+++ SUPPLIED TEXT +++

Flat White

Barnaby Joyce mocks the over-reaching media circus

No, he is not Pauline Hanson’s heir

20 October 2025

12:00 PM

20 October 2025

12:00 PM

‘In a matter of minutes I’ve apparently resigned from the Nationals, which I haven’t actually done yet, joined One Nation, which I haven’t actually done, and then within a few hours I’m actually leading One Nation… I even watched on television last night people complaining about my leadership of a party I’m not even a member of…

Thank god Barnaby Joyce has the good humour to be amused by Australia’s rabid news cycle of click-bait desperate mastheads trying to sow the seeds of discontent!

Late last week, the disgruntled Nationals MP fell victim to a little old school leaking.

‘It wasn’t someone who likes me. It’s someone who doesn’t want to help me much, and they’ve done an excellent job on that account,’ Joyce said, of the news which forced him to prematurely clarify his future in the Nationals.

Barnaby Joyce is a Litmus test for the Coalition. If they lose him, a former Deputy Prime Minister, then it says something indisputable about the soul of the alliance.

It would also mean the Coalition split earlier in the year was not merely a wobble.

Both the Liberals and Nationals are embroiled in a custody battle over Net Zero and it looks as though anyone who thinks economic and environmental suicide is a bad idea will be pushed out of the broad church and into Pauline Hanson’s warm embrace.

To be clear, Barnaby Joyce has not quit the Nationals, nor is he likely to. He has a strong sense of moral responsibility and will probably honour his promise to the people of New England and finish his term.

What happens after, well, that is where the question marks start.

He will not recontest New England for the Nationals. That is all we know.

Barnaby Joyce had a health scare earlier in the year, and some say he may retire to be with his young family. David Littleproud casually slipped that messaging into his, oh god, please don’t leave us! speech, which doesn’t sit right given Joyce’s quip about so-called generational change trotted out as a polite way of saying something nastier.

‘If you were my partner,’ said Barnaby this morning, ‘and you came home one night and said, “For reasons of generational change, I don’t think this relationship’s going well…” You’d think that was pretty much it.

‘And if they said we don’t want you to go out and campaign anywhere, that’s like saying, “I don’t want you to go to any parties with me or be seen in public with me.” You’d probably say I don’t think this relationship is going that well.

‘I’m not going to throw the plates. I understand that’s how the world works, and we all move on.’

There’s a bit of cake-eating going on here where the puppet masters drag out the ghosts of better times (Menzies, Howard, Abbott) to distract voters with nostalgia, while doing everything possible to get rid of the strong, charismatic, battle-hardened victors whose presence is holding the modern mess together.

+++ DATA SECTION +++

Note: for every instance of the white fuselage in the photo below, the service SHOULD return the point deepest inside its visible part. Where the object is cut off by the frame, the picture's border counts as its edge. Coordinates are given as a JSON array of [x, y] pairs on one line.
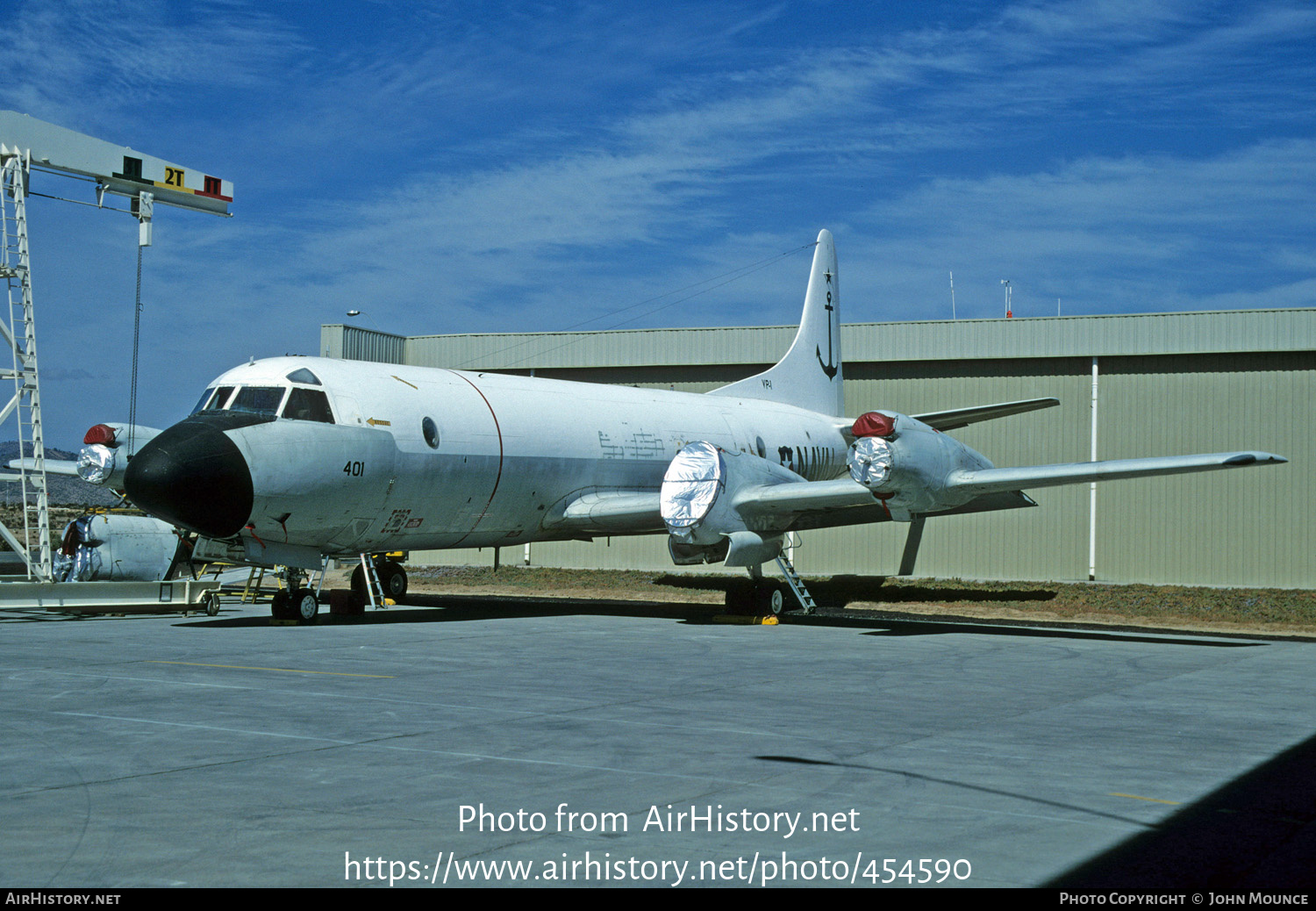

+++

• [INSTRUCTIONS]
a) According to the Barnaby Joyce article, which seat will Joyce not recontest for the Nationals?
b) Write the next part of the Barnaby Joyce article, picking up after its final sentence.
The listing is not needed for this work.

• [SOLVED TASKS]
a) New England.

b)
When Barnaby Joyce and his peers leave, the modern personalities of the party will discover how inconsequential they really are.

‘I don’t have a view on whatever circus is going on in the National Party…’

If not retirement, then what?

Barnaby Joyce may defect to One Nation, a party polling as high as 14 per cent, and take a lead spot on the Senate ticket. While not a sure bet, it’s certainly a safe one given the shenanigans going on with local branches.

The slightly absurd interpretation of these events led to an overreaching headline in the Australian Financial ReviewBarnaby Joyce to succeed Pauline Hanson as One Nation leader.

Barnaby Joyce has declared he will quit the Nationals – a party he once led – clearing the way for a shift to One Nation and to eventually succeed Pauline Hanson as leader.

This is known as poisoning the well.

It introduces the fear that Joyce is a threat rather than an asset… Neither of the personalities involved are naïve enough to bend to this entry-level undermining. Advertising Joyce as Pauline Hanson’s successor is woefully premature and Joyce cut the comments down this morning.

‘I did ring [Pauline Hanson] last night because seeing they are talking about us, we may as well speak to each other rather than through the media … there was nothing locked in, nothing … let’s take it down a step. I have not joined One Nation.’

Everyone knows Barnaby Joyce is a blue ribbon conservative with nothing to prove.

He’s a tame Katter who walks right up to oblivion, touches the abyss with his toe, and then nudges the nearest Labor politician into the void.

If he were to defect to One Nation, it would not be with an ambition to replace Senator Hanson.

‘Would you welcome him with open arms?’ a journalist asked Senator Hanson.

‘Of course I would. No problems. I made it quite clear last year that I was talking to Barnaby about it, but he stuck with the Nats.’

One Nation is wearing the same grin as Nigel Farage where conservatives are knocking on their door as the old parties list over to the Left and start taking on the waters of socialism.

Respectable members with long legacies are a net benefit to One Nation.

Having Barnaby Joyce arm-in-arm with Pauline Hanson on the campaign trail is high up on the list of apocalyptic scenarios for the Coalition. The only way it could be worse is if Jacinta Nampijinpa Price joined in.

‘We want him to stay in the Nationals Party,’ said Littleproud, meekly.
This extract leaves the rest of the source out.